## [Supplied records]
========================================
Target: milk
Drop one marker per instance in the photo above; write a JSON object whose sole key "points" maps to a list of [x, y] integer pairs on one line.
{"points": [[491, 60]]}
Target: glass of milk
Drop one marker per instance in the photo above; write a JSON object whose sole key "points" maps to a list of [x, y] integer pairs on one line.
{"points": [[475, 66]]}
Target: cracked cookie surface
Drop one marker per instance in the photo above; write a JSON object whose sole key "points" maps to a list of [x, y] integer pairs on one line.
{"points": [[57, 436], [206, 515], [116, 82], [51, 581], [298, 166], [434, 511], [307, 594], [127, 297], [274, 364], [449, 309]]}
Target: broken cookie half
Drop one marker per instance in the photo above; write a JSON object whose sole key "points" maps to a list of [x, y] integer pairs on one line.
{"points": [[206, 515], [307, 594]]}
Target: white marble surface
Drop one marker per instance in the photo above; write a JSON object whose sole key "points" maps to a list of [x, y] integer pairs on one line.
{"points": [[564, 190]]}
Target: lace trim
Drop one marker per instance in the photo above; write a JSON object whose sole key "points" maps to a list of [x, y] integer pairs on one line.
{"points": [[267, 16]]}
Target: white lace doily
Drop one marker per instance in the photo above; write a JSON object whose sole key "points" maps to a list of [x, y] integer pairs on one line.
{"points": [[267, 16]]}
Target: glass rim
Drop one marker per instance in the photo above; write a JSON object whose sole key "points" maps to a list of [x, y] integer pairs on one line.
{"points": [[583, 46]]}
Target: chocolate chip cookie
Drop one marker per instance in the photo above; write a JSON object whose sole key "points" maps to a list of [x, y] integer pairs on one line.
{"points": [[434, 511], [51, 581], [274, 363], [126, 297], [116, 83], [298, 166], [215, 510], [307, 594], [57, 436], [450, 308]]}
========================================
## [Your task]
Please give back the listing in full; each line must match exactly.

## [Exercise response]
Target: milk
Drop one marker per instance in the photo above; write a JSON object whose sole key "points" maps to a list of [x, y] integer pairs on one line.
{"points": [[491, 60]]}
Target: glass of milk
Drop one marker per instance in the photo above; write a JSON object whose sole key "points" maps to a list of [x, y] integer pairs on one line.
{"points": [[475, 66]]}
Target: cracked cookie surface
Drop one marker per instance in the photo above; write a JSON object whose sole key "points" maps to a list of [x, y] integer pairs on one line.
{"points": [[57, 436], [206, 515], [116, 82], [51, 581], [298, 166], [434, 511], [307, 594], [127, 297], [274, 364], [449, 309]]}
Target: broken cookie half
Drop one marker per instance in the photo above; write a JSON object whose sole key "points" maps to a list of [x, y] integer pairs on one line.
{"points": [[206, 515], [307, 594]]}
Target: white marble surface
Drop one marker per instance in the photo above; write a JSON object whose sole key "points" maps to a list of [x, y] integer pairs on one line.
{"points": [[564, 190]]}
Target: lace trim
Drop one marker per instance in the photo above; write a JSON object whose sole key "points" maps to a list of [x, y] integer pairs on one line.
{"points": [[267, 16]]}
Target: white lace doily
Drop one marker per instance in the photo above; write a JSON object whose sole key "points" maps to a list of [x, y] integer pairs on one line.
{"points": [[267, 16]]}
Target: glass rim
Drop one marker per instance in the photo above; write a JSON object whose sole key "points" maps to a list of [x, y] integer pairs on one line.
{"points": [[583, 46]]}
Target: chocolate chip cookie
Drop one marker per instance in the photo above; write a JSON object whose sole key "points" maps to a list of [x, y] integer pairs on one line.
{"points": [[434, 511], [51, 581], [274, 363], [126, 297], [116, 83], [298, 166], [215, 510], [307, 594], [57, 436], [450, 308]]}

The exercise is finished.